Categories: Pensions| Pensions - Retail
Topics: Annuities
Higher annuity rates and volatile market conditions have dented retirement prospects for UK workers over the last few months, suggests research from Aon Hewitt.
The outsourcing arm of Aon said younger people have been hit particularly hard from the toxic combination of higher annuity rates and tough economic conditions.
According to its index tracker - which shows projected retirement income for individuals with defined contribution (DC) pension schemes - a 30-year-old has seen his or her expected retirement income slashed by over £800, or 4%, over the past three months from £19,238 to £18,399 per annum.
A 60-year-old has seen his or her expected retirement income fall 2% from £12,194 to £11,976, whilst a 65-year-old has also suffered a 2% decrease from 7,942 to £7,809.
Aon Hewitt benefits consultant John Foster said this quarter's index recorded the highest annuity price since its inception in September 2007.
"Combining this with high market volatility and an uncertain economic climate has had an impact on the value of pension pots for DC scheme members in the UK - they have significantly dropped in equity value," he said.

····················

■ **Exercise prompt**
Rewrite the article on UK retirement income from "Categories: Pensions| Pensions" to "from Aon Hewitt.", changing "volatile" to "unstable".

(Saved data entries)

····················

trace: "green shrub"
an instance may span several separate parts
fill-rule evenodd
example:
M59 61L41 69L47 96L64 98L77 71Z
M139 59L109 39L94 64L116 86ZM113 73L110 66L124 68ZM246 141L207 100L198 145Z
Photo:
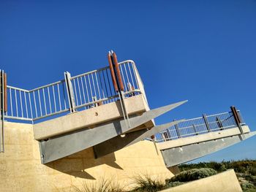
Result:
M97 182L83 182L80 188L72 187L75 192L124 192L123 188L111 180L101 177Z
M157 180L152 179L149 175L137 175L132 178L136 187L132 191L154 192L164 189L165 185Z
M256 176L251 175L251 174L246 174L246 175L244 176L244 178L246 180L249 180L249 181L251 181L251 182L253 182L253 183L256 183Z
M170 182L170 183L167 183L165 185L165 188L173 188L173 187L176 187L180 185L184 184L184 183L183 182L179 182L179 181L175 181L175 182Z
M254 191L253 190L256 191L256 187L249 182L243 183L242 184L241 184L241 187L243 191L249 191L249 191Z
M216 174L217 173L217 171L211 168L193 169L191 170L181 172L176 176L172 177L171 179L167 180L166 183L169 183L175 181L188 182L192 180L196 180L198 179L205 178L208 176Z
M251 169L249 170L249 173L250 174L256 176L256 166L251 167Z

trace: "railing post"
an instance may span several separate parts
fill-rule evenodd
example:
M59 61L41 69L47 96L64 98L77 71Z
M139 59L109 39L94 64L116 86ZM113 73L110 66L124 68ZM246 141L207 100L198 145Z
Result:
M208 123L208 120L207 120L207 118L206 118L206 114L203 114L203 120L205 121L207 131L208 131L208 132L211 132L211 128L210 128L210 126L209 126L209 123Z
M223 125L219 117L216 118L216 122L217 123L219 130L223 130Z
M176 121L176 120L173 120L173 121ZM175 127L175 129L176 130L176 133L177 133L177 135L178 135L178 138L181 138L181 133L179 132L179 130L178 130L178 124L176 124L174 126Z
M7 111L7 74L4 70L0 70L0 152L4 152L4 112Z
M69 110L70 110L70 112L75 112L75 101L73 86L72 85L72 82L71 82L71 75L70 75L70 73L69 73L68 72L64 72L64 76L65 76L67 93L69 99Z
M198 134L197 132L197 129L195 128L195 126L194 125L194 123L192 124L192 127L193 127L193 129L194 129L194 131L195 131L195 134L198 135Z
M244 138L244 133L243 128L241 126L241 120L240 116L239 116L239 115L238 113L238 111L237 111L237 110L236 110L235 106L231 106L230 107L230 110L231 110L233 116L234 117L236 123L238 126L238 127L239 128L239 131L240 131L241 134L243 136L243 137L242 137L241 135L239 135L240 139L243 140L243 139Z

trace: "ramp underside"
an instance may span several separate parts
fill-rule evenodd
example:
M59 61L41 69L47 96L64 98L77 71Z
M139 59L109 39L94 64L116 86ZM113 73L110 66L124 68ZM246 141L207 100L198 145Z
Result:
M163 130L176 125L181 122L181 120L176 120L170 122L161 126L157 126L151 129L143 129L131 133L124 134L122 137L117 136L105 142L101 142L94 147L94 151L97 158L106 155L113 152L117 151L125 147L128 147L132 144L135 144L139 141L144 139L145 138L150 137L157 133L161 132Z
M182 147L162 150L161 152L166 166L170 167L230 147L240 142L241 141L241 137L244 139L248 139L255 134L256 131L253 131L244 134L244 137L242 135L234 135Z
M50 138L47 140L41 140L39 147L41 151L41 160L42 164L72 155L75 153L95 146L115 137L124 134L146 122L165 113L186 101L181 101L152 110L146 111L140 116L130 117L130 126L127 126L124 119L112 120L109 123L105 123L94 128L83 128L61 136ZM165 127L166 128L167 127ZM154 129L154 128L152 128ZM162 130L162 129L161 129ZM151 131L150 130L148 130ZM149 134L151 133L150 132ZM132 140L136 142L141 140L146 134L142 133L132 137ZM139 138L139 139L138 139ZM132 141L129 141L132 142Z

····················

■ **Reply to the exercise**
Categories: Pensions| Pensions - Retail
Topics: Annuities
Higher annuity rates and unstable market conditions have dented retirement prospects for UK workers over the last few months, suggests research from Aon Hewitt.